Questions on the material ->
#1 From the CI/CD text, reproduce the passage that begins with the words containing "CI/CD stands for" and ends with "speed of delivery.".
#2 In the CI/CD text, what does the abbreviation CI/CD stand for?
#3 Please pick up the CI/CD text after its final line and write what comes next.

[Text for analysis]

CI/CD

What is CI/CD and why is it important?

CI/CD stands for Continuous Integration/Continuous Deployment. It is a set of practices and tools that enable teams to deliver code changes more frequently and reliably. CI/CD is important because it helps teams to automate the process of building, testing, and deploying code changes, which reduces the risk of errors and improves the speed of delivery.

You configure one or more development tasks to execute automatically when certain events happen in the hosted repository, such as a push or a pull request. For example, for an R package, it’s extremely valuable to configure an automatic run of R CMD check. This helps you discover breakage quickly, when it’s easier to diagnose and fix, and is a tremendous help for evaluating whether to accept an external contribution.

Even for a solo developer, having R CMD check run remotely, possibly on a couple of different operating systems, is a mighty weapon against the dreaded “works on my machine” problem.

We recommand using GitHub Actions for CI/CD which is free (for now) and with a lot of pre-existing actions available for the community. However, you can also use other CI/CD tools like Travis CI, CircleCI, Jenkins, etc… that are good too.

If your project is hosted on Gitlab, you can use Gitlab CI/CD which is similar to GitHub Actions. However, this feature is currently not available at CIRAD nor IRD instances. Don’t know yet about INRAE.

GitHub Actions

Principles

  • doc

  • .yaml files which contain the instructions: they have to be located in a .github/worflows repository.

[/Text for analysis]
[Excerpted data]

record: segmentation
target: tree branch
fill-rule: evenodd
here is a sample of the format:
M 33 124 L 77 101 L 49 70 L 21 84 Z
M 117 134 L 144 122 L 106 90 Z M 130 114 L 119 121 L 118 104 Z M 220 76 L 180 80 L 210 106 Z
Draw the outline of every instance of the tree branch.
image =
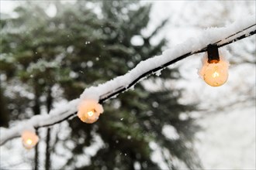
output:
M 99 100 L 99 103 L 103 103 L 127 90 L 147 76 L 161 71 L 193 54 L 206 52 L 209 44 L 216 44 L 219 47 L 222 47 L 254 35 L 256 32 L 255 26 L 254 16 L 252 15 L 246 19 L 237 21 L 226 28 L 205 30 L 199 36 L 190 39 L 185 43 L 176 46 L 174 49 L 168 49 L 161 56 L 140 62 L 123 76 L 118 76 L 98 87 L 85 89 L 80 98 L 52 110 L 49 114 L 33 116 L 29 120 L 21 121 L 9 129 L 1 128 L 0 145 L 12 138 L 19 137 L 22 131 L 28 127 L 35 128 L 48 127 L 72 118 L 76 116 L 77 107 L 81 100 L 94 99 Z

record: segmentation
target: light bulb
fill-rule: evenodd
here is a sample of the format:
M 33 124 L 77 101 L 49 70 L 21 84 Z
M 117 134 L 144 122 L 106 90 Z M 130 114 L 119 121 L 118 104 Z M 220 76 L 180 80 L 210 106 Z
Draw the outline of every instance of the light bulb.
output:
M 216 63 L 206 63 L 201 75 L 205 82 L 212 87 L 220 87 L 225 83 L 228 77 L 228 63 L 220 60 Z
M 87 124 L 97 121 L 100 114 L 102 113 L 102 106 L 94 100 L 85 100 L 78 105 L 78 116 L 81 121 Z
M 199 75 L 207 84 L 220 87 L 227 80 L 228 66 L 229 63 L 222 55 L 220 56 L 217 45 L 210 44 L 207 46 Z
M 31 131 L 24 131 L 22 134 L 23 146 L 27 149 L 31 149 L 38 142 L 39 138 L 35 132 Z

[/Excerpted data]

Results ->
#1
CI/CD stands for Continuous Integration/Continuous Deployment. It is a set of practices and tools that enable teams to deliver code changes more frequently and reliably. CI/CD is important because it helps teams to automate the process of building, testing, and deploying code changes, which reduces the risk of errors and improves the speed of delivery.

#2 Continuous Integration/Continuous Deployment.

#3
  • Code structure

The trigger bloc gives the instructions for when the action will be launched. The job bloc gives the following instructions: on which OS the action should be run (runs-on), and the list of steps to be run (steps).

  • Don’t write your .yaml from scratch: you’ll find plenty of examples on GithHub, just adapt them to the desired workflow.

  • Once your .yaml is ready, and you have triggered the action (by pushing a commit, for instance), you need to navigate to get the log. Here is an example with a test-coverage action.

  1. In the ‘Actions’ tab, on the left panel you can select one of your workflows to display its successive runs:

You can see the commits where the workflow has been run, branch, date, duration (among various information). Obviously a green check means that the workflow has entirely run without failure, whereas a red cross indicates that it has failed.

  1. From there, select the run you’re interested in (let’s say the most recent, here ‘Merge pull request #52 - test-coverage.yaml #24’):

A summary of the action is displayed. If there are any warnings for instance, you’ll see those in the Annotations panel at the bottom. To display the workflow log let’s click on the workflow name in the central panel or in the ‘Jobs’ section (left panel).

  1. Workflow logs:

Each step outputs can be drop-downed.

  1. Let’s select the fifth step ‘Test coverage’:

Here are your logs !

Configuration for an R package

  • Use various functions from usethis package to configure so-called GHA workflows. usethis package copies workflow configuration files from r-lib/actions.

  • You can also create and modify the .yaml files directly in GitHub by copy paste an existing .yaml that matches you needs.

  • Some very useful actions to set up usethis::use_github_action():

    • check-standard: Run R CMD check on Linux, macOS, and Windows,

    • test-coverage: Compute test coverage and report to https://about.codecov.io (or compute test coverage without report, and directly look at the results in the Actions tab, as previously showed),

    • pkgdown: Deploy website or vignette with Github pages usethis::use_pkgdown_github_pages(),

    • pr-commands: Add /document and /style commands for pull requests.